PROBLEMS TO WORK ON »
**A)** Copy the passage on identifying dialogue act types word for word, starting at "2.2 Identifying Dialogue" and ending at "understanding the conversation.".
**B)** Continue the passage on identifying dialogue act types from the point where it stops.

PASSAGE GIVEN »
▬▬▬▬▬▬▬▬▬▬
2.2 Identifying Dialogue Act Types
When processing dialogue, it can be useful to think of
utterances as a type of action performed by the speaker. This
interpretation is most straightforward for performative statements
such as "I forgive you" or "I bet you can't climb that hill." But
greetings, questions, answers, assertions, and clarifications can all
be thought of as types of speech-based actions. Recognizing the
dialogue acts underlying the utterances in a dialogue can be an
important first step in understanding the conversation.
The NPS Chat Corpus, which was demonstrated in
1, consists of over 10,000 posts from
instant messaging sessions. These posts have all been labeled with
one of 15 dialogue act types, such as "Statement," "Emotion,"
▬▬▬▬▬▬▬▬▬▬
SOURCE DATA »
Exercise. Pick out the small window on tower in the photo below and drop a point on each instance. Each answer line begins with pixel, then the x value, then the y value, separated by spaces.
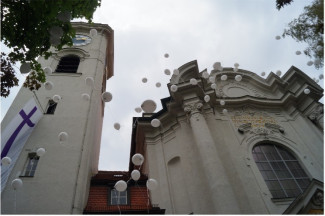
▬▬▬▬▬▬▬▬▬▬
EXERCISE RESPONSES »
**A)**
2.2 Identifying Dialogue Act Types
When processing dialogue, it can be useful to think of
utterances as a type of action performed by the speaker. This
interpretation is most straightforward for performative statements
such as "I forgive you" or "I bet you can't climb that hill." But
greetings, questions, answers, assertions, and clarifications can all
be thought of as types of speech-based actions. Recognizing the
dialogue acts underlying the utterances in a dialogue can be an
important first step in understanding the conversation.

**B)**
"ynQuestion", and "Continuer." We can therefore use this data to
build a classifier that can identify the dialogue act types for new
instant messaging posts. The first step is to extract the basic
messaging data. We will call xml_posts() to get a data structure
representing the XML annotation for each post:
>>> posts = nltk.corpus.nps_chat.xml_posts()[:10000]
Next, we'll define a simple feature extractor that checks what words
the post contains:
>>> def dialogue_act_features(post):
... features = {}
... for word in nltk.word_tokenize(post):
... features['contains({})'.format(word.lower())] = True
... return features
Finally, we construct the training and testing data by applying the
feature extractor to each post (using post.get('class') to get
a post's dialogue act type), and create a new classifier:
>>> featuresets = [(dialogue_act_features(post.text), post.get('class'))
... for post in posts]
>>> size = int(len(featuresets) * 0.1)
>>> train_set, test_set = featuresets[size:], featuresets[:size]
>>> classifier = nltk.NaiveBayesClassifier.train(train_set)
>>> print(nltk.classify.accuracy(classifier, test_set))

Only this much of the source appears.